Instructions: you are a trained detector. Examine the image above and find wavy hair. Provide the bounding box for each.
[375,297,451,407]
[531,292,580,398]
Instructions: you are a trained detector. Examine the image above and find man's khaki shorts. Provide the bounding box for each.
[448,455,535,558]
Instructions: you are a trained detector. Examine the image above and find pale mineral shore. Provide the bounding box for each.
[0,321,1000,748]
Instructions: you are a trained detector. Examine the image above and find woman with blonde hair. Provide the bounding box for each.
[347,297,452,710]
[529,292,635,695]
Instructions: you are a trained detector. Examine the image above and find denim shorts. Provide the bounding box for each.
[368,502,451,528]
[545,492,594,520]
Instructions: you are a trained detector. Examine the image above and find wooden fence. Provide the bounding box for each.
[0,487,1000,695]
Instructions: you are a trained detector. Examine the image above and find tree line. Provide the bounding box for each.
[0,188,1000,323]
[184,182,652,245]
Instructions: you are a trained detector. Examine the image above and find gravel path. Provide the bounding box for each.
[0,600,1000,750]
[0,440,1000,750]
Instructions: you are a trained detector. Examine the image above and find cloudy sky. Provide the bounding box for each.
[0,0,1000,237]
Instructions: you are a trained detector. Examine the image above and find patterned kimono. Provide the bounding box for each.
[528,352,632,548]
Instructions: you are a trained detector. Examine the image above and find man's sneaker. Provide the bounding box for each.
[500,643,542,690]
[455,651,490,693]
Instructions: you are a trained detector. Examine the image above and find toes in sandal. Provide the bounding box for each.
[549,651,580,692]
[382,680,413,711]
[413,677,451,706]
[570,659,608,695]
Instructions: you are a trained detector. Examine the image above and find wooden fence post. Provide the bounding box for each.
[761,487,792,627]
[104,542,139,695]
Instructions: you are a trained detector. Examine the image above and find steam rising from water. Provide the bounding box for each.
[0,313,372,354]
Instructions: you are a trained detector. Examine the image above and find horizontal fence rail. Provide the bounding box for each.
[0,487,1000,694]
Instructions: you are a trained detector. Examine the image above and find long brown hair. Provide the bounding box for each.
_____
● WHAT THE TASK REQUIRES
Copy the material above word for word, keeping every line in its original order.

● RESPONSE BELOW
Instructions: you are a trained detector. Examine the image above and find wavy hair. Provide the bounding box for each.
[375,297,451,407]
[531,292,580,398]
Instructions: you are a trained detector. Examine the image above and find man's khaki shorts. Provide the bounding box for each.
[448,455,535,558]
Instructions: you are a trained detector. Examine the image above and find pale mineral shore. Provide the bounding box for each.
[0,321,1000,748]
Instructions: you are a trained detector. Examine the image above and find woman with blonde hair. Provide the bounding box for each.
[347,297,452,710]
[529,292,635,695]
Instructions: you are a trained detector. Examine the image above and find denim shorts. Provide the bounding box for each.
[368,502,451,528]
[545,492,594,520]
Instructions: you are a trained detector. Examine the image above and find wooden fence. Provide the bounding box for each.
[0,487,1000,695]
Instructions: you are a trained detector. Examine the image above and find tree line. Provide the bounding box for each.
[0,188,1000,323]
[184,182,652,245]
Instructions: you are a trained detector. Examine the image above and find gravel path. Provide the bounding box for each.
[0,600,1000,750]
[0,440,1000,750]
Instructions: you are a trained detector. Examine the image above and find cloudy sky. Provide the bounding box for each.
[0,0,1000,237]
Instructions: you are a trained detector. Examine the image above and find patterned kimono. Provide the bounding box for each.
[528,352,632,548]
Instructions: you are a trained detector. Examine the image above and find man's sneaker. Provide the bounding box for each.
[500,643,542,690]
[455,651,490,693]
Instructions: you are a trained detector. Examine the image above and find toes in sandal. Provide the bounding box for each.
[549,651,580,692]
[382,680,413,711]
[413,677,451,706]
[570,659,608,695]
Instructions: you are a trained detector. Examine the image above and find wooden fence post. Provide the bounding box for each.
[761,487,792,627]
[104,542,139,695]
Instructions: you are a trained detector. Examine the image above and find steam rising from water. Provide the bounding box for each.
[0,313,372,354]
Instructions: you are a trained detector. Examine the image above and find horizontal fence rail. Provide the bounding box for each.
[0,487,1000,694]
Instructions: you are a trained detector. Examine the image above and find long brown hair. Provide the bounding box for each.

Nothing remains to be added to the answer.